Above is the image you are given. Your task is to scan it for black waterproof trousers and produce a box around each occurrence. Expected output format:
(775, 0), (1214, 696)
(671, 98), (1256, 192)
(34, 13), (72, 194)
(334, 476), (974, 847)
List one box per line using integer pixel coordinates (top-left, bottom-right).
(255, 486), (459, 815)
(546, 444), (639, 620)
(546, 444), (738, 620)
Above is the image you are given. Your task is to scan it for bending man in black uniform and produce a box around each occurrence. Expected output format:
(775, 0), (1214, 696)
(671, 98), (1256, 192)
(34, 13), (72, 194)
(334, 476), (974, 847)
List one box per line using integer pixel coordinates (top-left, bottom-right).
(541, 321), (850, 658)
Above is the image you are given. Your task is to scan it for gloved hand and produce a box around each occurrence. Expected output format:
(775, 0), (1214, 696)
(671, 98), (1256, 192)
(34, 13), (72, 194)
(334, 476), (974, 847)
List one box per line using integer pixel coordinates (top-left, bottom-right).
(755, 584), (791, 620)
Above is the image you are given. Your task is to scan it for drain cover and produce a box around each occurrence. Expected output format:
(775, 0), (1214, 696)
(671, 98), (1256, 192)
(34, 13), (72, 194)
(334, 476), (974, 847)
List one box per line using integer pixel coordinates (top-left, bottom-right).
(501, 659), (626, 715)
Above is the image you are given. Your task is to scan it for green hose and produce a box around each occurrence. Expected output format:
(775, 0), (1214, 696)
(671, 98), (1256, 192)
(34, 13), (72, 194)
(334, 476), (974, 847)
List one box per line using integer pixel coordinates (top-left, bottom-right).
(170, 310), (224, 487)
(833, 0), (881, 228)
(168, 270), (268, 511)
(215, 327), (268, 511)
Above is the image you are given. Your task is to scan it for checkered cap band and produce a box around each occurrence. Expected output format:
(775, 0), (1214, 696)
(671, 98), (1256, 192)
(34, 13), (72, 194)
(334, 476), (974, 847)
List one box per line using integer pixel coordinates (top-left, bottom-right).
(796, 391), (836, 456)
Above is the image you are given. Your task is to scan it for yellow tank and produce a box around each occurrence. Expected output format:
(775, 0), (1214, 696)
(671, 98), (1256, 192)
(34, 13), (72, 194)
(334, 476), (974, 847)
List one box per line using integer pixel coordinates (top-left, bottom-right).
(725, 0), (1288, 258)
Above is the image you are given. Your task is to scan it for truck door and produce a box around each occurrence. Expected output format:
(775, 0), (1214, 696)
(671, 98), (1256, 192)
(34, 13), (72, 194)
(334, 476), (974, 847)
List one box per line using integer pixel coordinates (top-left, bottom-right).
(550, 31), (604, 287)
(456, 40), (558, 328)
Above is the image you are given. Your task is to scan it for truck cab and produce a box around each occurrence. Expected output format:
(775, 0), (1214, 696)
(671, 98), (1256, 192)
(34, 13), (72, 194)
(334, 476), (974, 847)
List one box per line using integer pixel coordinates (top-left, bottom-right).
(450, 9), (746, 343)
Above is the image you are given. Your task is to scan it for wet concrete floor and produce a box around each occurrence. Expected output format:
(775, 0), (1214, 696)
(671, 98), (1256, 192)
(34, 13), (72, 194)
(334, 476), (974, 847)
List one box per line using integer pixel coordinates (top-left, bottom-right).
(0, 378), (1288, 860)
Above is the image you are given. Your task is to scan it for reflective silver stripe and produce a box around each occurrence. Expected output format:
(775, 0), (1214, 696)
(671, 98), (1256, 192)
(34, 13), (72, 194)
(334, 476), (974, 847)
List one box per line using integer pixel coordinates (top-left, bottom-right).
#####
#### [What this task involves]
Reproduce the stretch from the start of the records through the line containing "(255, 486), (459, 815)", requests included, and in that stretch alone multiply each box coordinate in the answers by 0.75, rounding to whole numbers with halves rounded up. Keep every number in the requests and their format samples unchanged.

#### [Complete answer]
Above is the image you are given. Your task is to scan it for black waterproof trousers and produce a box around each occurrence. Expected output format:
(775, 0), (1214, 696)
(671, 98), (1256, 192)
(34, 13), (72, 194)
(334, 476), (974, 847)
List one box per line using integer pixel coordinates (top-left, bottom-right).
(191, 365), (344, 611)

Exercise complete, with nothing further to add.